* [Nutzung der Angaben]:
(1) Legen Sie in ein bis drei Sätzen dar, welchen Zweck die zweite Stellungnahme laut Textauszug verfolgt.
(2) Übertragen Sie den Abschnitt des Textauszugs von „Zweite Stellungnahme zu“ bis „Antifa Oranienburg eingehen.“ wortgetreu.

* [Textauszug]:
--
Zweite Stellungnahme zu Hausdurchsuchung bei der Antifa Oranienburg

Antifa Oranienburg

Vor etwa vier Wochen durchsuchten Polizeikräfte aus Berlin und Brandenburg die Wohnräume von Mitgliedern der Antifa Oranienburg. In dieser zweiten Stellungnahme wollen wir uns bei den vielen Menschen und Gruppen bedanken, die sich solidarisch zeigten und wollen näher auf den Umgang von Polizeikräften mit der Antifa Oranienburg eingehen.

Wir möchten uns bedanken bei der Linkspartei Oberhavel und der Linkspartei Oranienburg, dem Forum gegen Rassismus und rechte Gewalt Oranienburg, der Sozialistischen Jugend Falken Brandenburg, dem Hennigsdorfer Ratschlag, dem Zeppi 25 aus Potsdam, den Street Pirates Prenzlau, dem flämischen Blogger Klaus Pollmann, dem DGB Brandenburg/Havel, dem Infoportal Wilmersdorf-Charlottenburg und den vielen Einzelpersonen die uns in den letzten Tagen geschrieben haben.
--
* [Auszüge der Datensätze]:
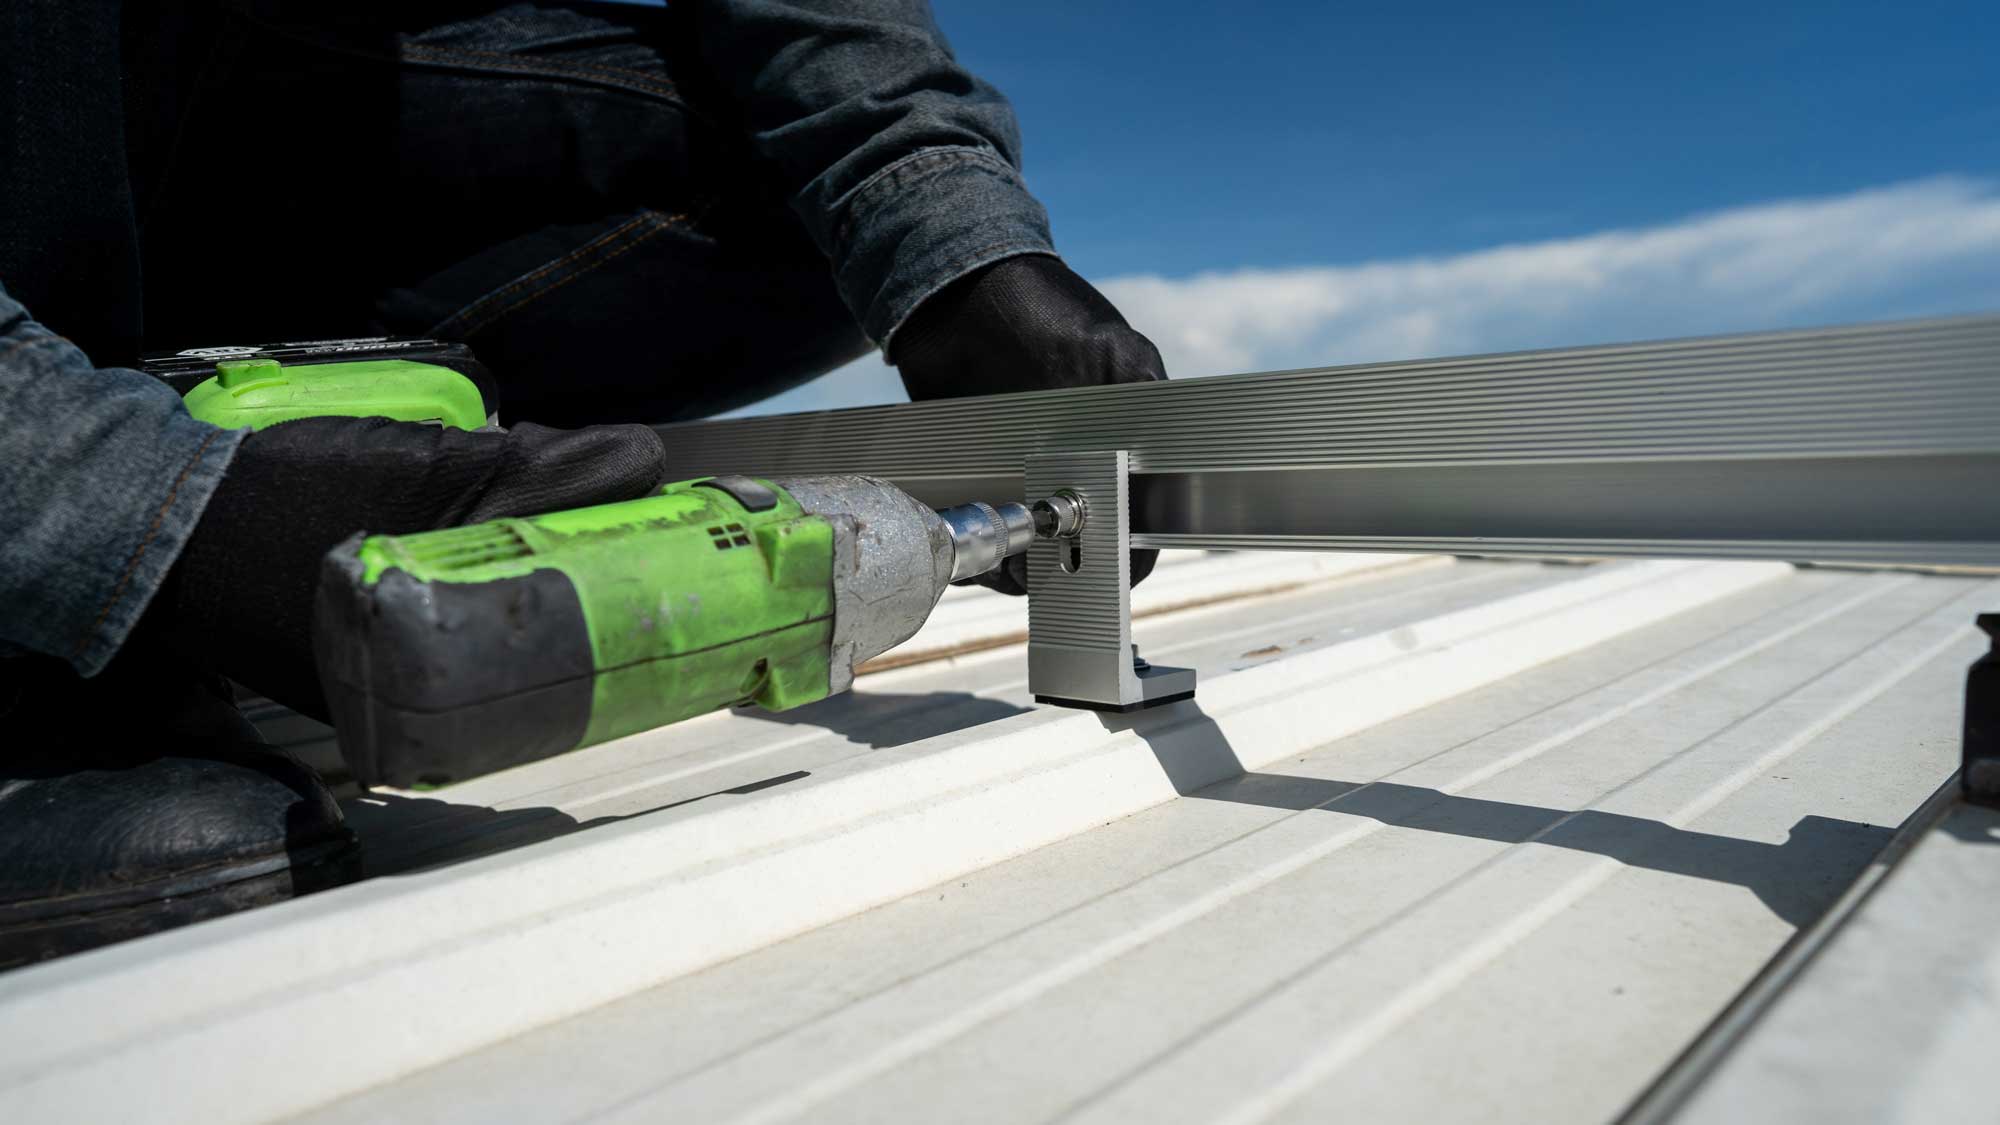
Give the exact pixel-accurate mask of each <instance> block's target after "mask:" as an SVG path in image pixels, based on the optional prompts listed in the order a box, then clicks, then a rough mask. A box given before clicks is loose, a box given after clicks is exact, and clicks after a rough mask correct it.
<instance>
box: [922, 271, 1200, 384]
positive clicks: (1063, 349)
mask: <svg viewBox="0 0 2000 1125" xmlns="http://www.w3.org/2000/svg"><path fill="white" fill-rule="evenodd" d="M888 358H890V362H892V364H896V370H898V372H902V384H904V388H908V390H910V398H912V400H916V402H922V400H926V398H962V396H966V394H1006V392H1010V390H1048V388H1052V386H1102V384H1106V382H1152V380H1156V378H1166V366H1164V364H1162V362H1160V348H1156V346H1152V340H1148V338H1146V336H1140V334H1138V332H1136V330H1134V328H1132V326H1130V324H1126V318H1124V316H1120V314H1118V310H1116V308H1112V302H1110V300H1106V298H1104V294H1102V292H1098V290H1096V286H1092V284H1090V282H1086V280H1084V278H1080V276H1076V272H1074V270H1070V266H1064V264H1062V260H1060V258H1052V256H1048V254H1026V256H1020V258H1004V260H1000V262H994V264H990V266H982V268H978V270H972V272H970V274H966V276H962V278H958V280H954V282H952V284H948V286H944V288H940V290H938V292H934V294H930V296H928V298H924V304H918V306H916V312H912V314H910V318H908V320H906V322H904V326H902V328H900V330H898V332H896V338H894V340H890V356H888Z"/></svg>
--
* [Ergebnisse der Übung]:
(1) Mit der zweiten Stellungnahme will sich die Antifa Oranienburg bei den vielen Menschen und Gruppen bedanken, die sich solidarisch gezeigt haben. Außerdem will sie näher darauf eingehen, wie Polizeikräfte mit der Antifa Oranienburg umgegangen sind.

(2)
Zweite Stellungnahme zu Hausdurchsuchung bei der Antifa Oranienburg

Antifa Oranienburg

Vor etwa vier Wochen durchsuchten Polizeikräfte aus Berlin und Brandenburg die Wohnräume von Mitgliedern der Antifa Oranienburg. In dieser zweiten Stellungnahme wollen wir uns bei den vielen Menschen und Gruppen bedanken, die sich solidarisch zeigten und wollen näher auf den Umgang von Polizeikräften mit der Antifa Oranienburg eingehen.